Short task — Return the records below from the line containing "sconce and place a point on every instance?" onward, exactly, through and including the last line.

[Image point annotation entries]
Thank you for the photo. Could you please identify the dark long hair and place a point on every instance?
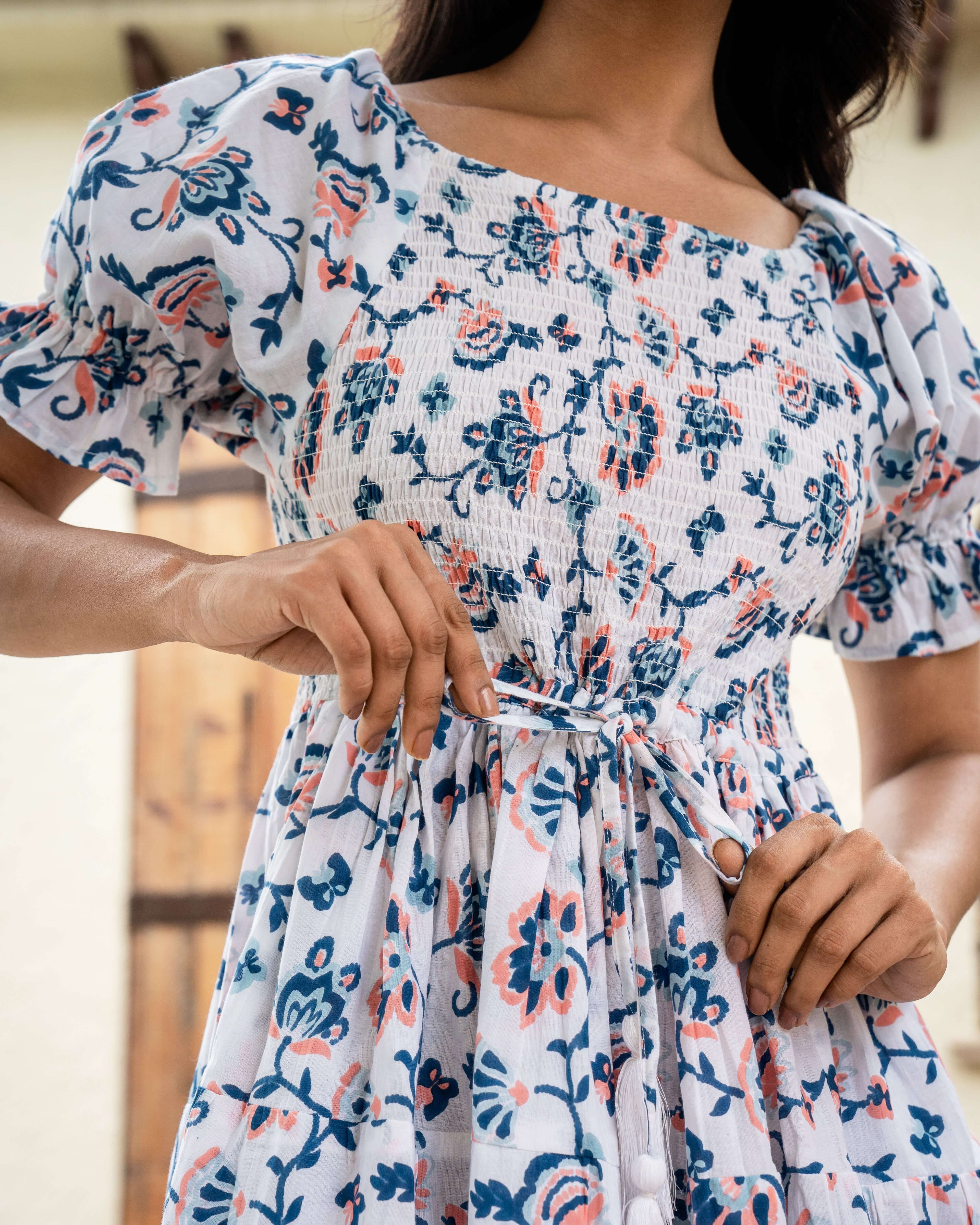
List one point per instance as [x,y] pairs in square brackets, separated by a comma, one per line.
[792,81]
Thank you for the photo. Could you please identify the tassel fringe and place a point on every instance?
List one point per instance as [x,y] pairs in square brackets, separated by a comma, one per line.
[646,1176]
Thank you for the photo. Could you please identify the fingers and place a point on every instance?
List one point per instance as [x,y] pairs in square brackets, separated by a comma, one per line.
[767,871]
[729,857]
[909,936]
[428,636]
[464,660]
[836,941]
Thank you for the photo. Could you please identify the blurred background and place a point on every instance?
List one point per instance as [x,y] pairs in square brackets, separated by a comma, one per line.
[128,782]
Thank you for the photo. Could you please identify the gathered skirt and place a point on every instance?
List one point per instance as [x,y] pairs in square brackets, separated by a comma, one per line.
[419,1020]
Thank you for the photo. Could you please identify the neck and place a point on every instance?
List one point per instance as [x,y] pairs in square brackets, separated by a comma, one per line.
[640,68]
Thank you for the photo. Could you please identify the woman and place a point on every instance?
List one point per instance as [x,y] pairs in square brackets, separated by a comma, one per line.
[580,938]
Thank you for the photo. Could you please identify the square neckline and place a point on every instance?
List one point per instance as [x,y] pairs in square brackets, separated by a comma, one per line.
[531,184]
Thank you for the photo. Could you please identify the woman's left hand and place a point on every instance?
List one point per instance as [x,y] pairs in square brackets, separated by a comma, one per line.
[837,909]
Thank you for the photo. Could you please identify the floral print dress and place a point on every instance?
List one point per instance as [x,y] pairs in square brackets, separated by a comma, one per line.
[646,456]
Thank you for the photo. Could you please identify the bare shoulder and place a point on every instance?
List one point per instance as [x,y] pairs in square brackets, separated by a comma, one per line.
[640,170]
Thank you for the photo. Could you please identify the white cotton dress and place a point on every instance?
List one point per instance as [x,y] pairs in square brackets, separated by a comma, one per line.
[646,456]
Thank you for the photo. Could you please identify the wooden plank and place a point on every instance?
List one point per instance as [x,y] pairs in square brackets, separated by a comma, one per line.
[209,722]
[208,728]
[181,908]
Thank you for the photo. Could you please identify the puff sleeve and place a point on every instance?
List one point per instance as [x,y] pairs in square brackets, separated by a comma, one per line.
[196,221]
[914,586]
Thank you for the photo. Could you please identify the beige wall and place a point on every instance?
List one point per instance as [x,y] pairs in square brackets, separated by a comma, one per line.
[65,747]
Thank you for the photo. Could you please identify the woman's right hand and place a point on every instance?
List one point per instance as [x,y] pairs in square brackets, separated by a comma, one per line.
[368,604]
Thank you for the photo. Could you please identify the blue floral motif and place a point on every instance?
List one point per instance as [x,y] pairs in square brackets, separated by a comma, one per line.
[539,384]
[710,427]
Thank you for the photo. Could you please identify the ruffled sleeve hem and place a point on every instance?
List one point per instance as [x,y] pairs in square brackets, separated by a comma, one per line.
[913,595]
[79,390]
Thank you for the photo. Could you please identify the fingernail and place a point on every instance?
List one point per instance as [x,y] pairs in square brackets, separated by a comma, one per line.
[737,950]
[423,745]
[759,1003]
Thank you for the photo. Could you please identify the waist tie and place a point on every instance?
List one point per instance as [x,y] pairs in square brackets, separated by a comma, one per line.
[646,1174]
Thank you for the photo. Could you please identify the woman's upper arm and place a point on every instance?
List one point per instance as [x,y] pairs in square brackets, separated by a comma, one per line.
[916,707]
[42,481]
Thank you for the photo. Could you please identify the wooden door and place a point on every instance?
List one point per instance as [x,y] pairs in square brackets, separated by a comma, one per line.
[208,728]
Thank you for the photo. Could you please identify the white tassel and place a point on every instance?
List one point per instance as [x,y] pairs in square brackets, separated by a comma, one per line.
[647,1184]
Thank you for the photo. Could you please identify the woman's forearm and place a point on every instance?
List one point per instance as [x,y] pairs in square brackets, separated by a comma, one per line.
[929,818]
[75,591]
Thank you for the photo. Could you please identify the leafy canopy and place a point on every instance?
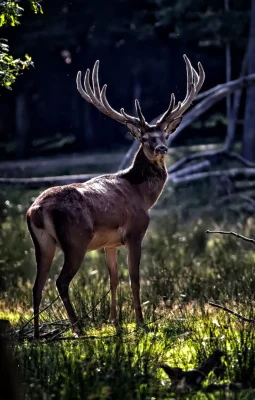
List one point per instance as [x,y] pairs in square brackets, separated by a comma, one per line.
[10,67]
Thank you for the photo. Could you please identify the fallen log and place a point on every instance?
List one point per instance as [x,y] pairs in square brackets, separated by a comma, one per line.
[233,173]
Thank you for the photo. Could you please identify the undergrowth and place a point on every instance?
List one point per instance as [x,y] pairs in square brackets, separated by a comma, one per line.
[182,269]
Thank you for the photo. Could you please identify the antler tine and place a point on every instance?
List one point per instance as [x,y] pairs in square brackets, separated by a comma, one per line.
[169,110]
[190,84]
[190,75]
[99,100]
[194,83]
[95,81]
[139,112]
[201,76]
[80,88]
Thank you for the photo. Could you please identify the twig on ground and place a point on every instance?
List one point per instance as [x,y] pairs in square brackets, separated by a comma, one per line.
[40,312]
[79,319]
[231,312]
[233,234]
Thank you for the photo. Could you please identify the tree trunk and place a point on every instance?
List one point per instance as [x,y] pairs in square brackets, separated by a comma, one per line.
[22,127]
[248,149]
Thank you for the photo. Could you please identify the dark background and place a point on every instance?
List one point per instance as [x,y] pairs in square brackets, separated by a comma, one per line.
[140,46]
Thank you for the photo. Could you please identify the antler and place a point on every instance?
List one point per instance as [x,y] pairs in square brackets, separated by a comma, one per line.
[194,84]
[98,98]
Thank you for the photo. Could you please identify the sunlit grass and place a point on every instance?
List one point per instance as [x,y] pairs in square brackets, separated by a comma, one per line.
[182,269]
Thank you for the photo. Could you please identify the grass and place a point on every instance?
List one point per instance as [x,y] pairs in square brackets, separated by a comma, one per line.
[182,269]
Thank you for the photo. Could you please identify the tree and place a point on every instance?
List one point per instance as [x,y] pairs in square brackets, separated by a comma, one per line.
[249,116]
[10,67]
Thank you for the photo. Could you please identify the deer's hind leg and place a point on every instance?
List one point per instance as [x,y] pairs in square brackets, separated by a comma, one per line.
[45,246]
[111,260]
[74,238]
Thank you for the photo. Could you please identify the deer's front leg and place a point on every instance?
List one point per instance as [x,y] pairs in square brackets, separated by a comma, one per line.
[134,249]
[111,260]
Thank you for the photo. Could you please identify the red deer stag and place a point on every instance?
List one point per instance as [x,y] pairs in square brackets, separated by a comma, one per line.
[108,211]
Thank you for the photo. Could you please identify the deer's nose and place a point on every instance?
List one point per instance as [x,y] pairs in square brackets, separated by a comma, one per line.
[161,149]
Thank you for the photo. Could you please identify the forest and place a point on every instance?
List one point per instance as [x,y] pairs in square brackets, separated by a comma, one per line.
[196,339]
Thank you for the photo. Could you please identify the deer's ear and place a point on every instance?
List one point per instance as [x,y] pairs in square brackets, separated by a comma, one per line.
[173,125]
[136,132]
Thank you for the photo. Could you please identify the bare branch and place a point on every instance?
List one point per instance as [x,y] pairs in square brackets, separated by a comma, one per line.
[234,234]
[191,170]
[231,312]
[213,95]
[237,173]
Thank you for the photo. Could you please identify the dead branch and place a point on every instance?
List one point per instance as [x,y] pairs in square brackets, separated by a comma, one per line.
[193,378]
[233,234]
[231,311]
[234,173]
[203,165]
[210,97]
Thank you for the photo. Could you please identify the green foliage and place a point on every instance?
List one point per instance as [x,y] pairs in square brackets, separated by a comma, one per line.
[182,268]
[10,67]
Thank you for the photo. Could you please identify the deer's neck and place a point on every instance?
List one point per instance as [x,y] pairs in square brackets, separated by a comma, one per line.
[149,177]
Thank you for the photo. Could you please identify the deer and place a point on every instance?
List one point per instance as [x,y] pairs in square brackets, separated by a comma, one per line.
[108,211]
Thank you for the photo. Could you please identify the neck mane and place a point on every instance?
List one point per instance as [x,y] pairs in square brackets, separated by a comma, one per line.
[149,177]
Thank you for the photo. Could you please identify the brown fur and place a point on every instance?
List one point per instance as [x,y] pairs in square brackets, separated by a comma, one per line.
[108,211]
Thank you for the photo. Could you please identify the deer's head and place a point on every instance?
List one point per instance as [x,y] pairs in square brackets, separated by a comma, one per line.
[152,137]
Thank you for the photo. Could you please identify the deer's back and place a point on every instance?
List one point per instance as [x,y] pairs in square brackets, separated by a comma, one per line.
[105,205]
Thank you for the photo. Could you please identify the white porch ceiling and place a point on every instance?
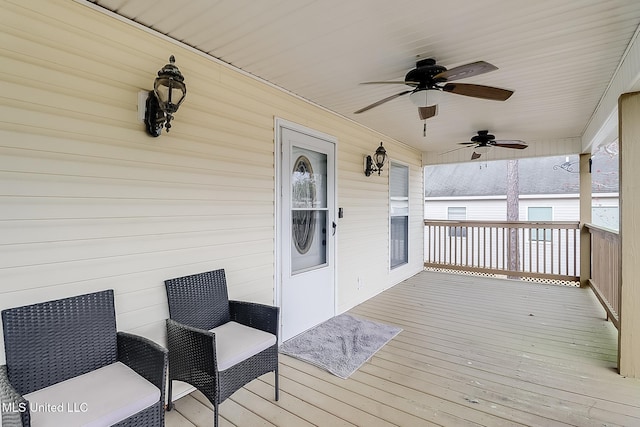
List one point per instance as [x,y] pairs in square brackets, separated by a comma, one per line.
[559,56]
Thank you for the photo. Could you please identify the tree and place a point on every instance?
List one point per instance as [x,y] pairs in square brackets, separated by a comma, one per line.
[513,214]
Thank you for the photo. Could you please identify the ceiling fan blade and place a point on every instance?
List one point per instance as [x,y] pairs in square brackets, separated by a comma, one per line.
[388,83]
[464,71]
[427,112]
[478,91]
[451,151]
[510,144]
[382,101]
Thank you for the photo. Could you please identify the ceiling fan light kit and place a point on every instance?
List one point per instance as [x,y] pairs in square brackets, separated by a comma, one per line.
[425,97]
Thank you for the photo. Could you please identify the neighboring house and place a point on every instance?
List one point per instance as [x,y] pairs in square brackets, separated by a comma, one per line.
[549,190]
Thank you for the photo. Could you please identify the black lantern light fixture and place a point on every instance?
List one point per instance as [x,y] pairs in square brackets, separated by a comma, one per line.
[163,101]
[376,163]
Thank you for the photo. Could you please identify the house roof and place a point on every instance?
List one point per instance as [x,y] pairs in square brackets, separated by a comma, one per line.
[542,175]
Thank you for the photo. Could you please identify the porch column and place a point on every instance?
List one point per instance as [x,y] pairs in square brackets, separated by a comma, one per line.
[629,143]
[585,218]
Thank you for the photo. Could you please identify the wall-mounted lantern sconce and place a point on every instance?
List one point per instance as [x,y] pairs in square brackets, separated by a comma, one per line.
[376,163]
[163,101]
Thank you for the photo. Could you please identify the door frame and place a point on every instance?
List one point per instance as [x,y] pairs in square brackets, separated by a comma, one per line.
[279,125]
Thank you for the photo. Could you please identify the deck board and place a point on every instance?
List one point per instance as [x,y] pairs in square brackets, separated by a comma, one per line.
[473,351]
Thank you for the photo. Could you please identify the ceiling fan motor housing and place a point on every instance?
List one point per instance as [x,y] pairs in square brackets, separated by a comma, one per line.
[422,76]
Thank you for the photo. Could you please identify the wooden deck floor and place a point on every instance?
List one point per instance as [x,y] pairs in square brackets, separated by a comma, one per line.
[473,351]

Response to the task —
Thank you for the photo. Could you please identify the wall-mounted lantern sconce and place a point on every instance?
List one point per instance as [x,y] pairs in square brackets, separated by a comma, one per line.
[376,163]
[163,101]
Thank you for the photo. Could you please identify the door frame and place a point on every instance?
List one point per instance as [x,y] pairs in square brackets, separated by a comma, one per line.
[279,125]
Thank you for the photo. Could you please identify the deck board and place a point on every instance?
List one point per instance as [x,y] pairs in square brackets, separated by a comma, one per line.
[473,351]
Thank you for the photo. Could you please identify the ceiling fan motor housing and place a point on every instance?
List one point per instance as [x,y] pairs in square brackets, separated by a comma, one per line.
[422,76]
Thank you for the photo. Could you please identify the wooden deck floor and place a point on every instance?
List one point per instance as [x,y] pairs in square brackets, separated by a comma, one per line.
[473,351]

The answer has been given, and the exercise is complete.